----- GIVEN RECORDS -----
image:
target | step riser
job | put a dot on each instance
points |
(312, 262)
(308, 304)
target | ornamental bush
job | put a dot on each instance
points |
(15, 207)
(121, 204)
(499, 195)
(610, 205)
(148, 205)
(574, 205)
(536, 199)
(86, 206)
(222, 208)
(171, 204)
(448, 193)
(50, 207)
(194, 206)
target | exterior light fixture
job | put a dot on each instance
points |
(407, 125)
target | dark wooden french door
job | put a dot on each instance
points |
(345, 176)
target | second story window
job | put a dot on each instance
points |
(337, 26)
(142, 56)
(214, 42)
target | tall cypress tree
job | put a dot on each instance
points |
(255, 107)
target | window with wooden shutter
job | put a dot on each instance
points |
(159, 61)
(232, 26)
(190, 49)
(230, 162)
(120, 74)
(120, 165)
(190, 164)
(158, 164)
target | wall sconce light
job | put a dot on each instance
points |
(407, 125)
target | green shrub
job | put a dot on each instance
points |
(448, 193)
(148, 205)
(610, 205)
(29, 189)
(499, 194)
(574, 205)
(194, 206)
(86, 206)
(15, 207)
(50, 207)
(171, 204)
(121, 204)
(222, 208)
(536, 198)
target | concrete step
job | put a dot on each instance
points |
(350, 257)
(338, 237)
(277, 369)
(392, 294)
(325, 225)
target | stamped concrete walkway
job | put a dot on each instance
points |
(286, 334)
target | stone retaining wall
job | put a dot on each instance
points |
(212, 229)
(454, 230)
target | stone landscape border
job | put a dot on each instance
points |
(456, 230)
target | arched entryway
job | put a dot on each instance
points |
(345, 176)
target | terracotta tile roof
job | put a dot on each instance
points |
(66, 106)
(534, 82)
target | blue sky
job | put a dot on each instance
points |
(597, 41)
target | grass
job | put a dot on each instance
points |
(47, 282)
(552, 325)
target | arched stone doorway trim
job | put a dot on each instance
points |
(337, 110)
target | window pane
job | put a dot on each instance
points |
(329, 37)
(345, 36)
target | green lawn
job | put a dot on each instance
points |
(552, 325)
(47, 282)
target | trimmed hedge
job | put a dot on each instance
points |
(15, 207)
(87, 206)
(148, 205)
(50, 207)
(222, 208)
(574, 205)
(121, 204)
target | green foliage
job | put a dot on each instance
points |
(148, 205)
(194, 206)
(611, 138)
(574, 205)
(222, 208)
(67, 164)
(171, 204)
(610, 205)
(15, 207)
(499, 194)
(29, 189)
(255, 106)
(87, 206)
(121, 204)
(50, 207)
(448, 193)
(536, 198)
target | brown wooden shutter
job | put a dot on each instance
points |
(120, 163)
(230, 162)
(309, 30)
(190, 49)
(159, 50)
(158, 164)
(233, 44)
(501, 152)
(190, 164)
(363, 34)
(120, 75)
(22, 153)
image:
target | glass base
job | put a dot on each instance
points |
-----
Render every line of the entries above as a numbered list, and omit any blank lines.

→ ANSWER FOR THE TASK:
1. image:
2. target | step riser
3. job | put a dot on each instance
4. points |
5. (312, 262)
6. (308, 304)
7. target | ornamental bush
8. job | put a dot on each instance
9. points |
10. (15, 207)
11. (121, 204)
12. (499, 195)
13. (610, 205)
14. (148, 205)
15. (574, 205)
16. (536, 199)
17. (86, 206)
18. (222, 208)
19. (171, 204)
20. (448, 193)
21. (50, 207)
22. (194, 206)
23. target | exterior light fixture
24. job | put a dot on each instance
25. points |
26. (407, 125)
27. target | dark wooden french door
28. job | put a dot on each instance
29. points |
30. (345, 176)
31. target | second story window
32. job | put a dot on each instance
33. points |
34. (337, 26)
35. (142, 56)
36. (214, 42)
37. target | tall cypress tree
38. job | put a dot on each instance
39. points |
40. (255, 107)
41. target | window with wooden shutter
42. job | put a dot on each instance
43. points |
44. (159, 61)
45. (232, 26)
46. (190, 49)
47. (230, 162)
48. (120, 74)
49. (120, 165)
50. (190, 164)
51. (158, 164)
52. target | wall sconce light
53. job | put a dot on each instance
54. points |
55. (407, 125)
56. target | green shrub
57. job | put a dot on each instance
58. points |
59. (448, 193)
60. (148, 205)
61. (610, 205)
62. (29, 189)
63. (499, 194)
64. (574, 205)
65. (194, 206)
66. (86, 206)
67. (15, 207)
68. (50, 207)
69. (171, 204)
70. (121, 204)
71. (222, 208)
72. (536, 198)
73. target | concrete step
74. job | put a dot on each instance
75. points |
76. (350, 257)
77. (338, 237)
78. (277, 369)
79. (392, 294)
80. (325, 225)
81. target | stamped concrete walkway
82. job | put a dot on each instance
83. points |
84. (286, 334)
85. target | stone retaining wall
86. job | put a dot on each instance
87. points |
88. (212, 229)
89. (454, 230)
90. target | stone landscape border
91. job | put a dot on each instance
92. points |
93. (456, 230)
94. target | arched entryway
95. job | put a dot on each instance
96. points |
97. (345, 176)
98. target | terracotta tile roof
99. job | put a dot on each instance
100. points |
101. (66, 106)
102. (534, 82)
103. target | blue sky
104. job | put a dot on each instance
105. points |
106. (597, 41)
107. target | grass
108. job | put a dot on each instance
109. points |
110. (47, 282)
111. (552, 325)
112. target | arched stone doorway trim
113. job | put a dot on each instance
114. points |
115. (337, 110)
116. target | window pane
117. job | put a dot on each instance
118. points |
119. (329, 37)
120. (345, 36)
121. target | green lawn
122. job | put a dot on each instance
123. points |
124. (552, 325)
125. (47, 282)
126. target | trimmed hedge
127. job | put a dot on each instance
128. points |
129. (15, 207)
130. (87, 206)
131. (148, 205)
132. (50, 207)
133. (222, 208)
134. (574, 205)
135. (121, 204)
136. target | green foliage
137. job | put a dot on each instance
138. points |
139. (148, 205)
140. (194, 206)
141. (611, 138)
142. (574, 205)
143. (222, 208)
144. (67, 164)
145. (171, 204)
146. (610, 205)
147. (15, 207)
148. (499, 194)
149. (29, 189)
150. (255, 106)
151. (87, 206)
152. (121, 204)
153. (50, 207)
154. (448, 193)
155. (536, 198)
156. target | brown wooden shutter
157. job | put a dot on each instance
158. points |
159. (120, 163)
160. (230, 162)
161. (309, 30)
162. (190, 49)
163. (159, 50)
164. (158, 164)
165. (233, 44)
166. (501, 152)
167. (190, 164)
168. (363, 34)
169. (120, 75)
170. (22, 153)
171. image:
172. target | glass base
173. job | put a dot on each instance
174. points |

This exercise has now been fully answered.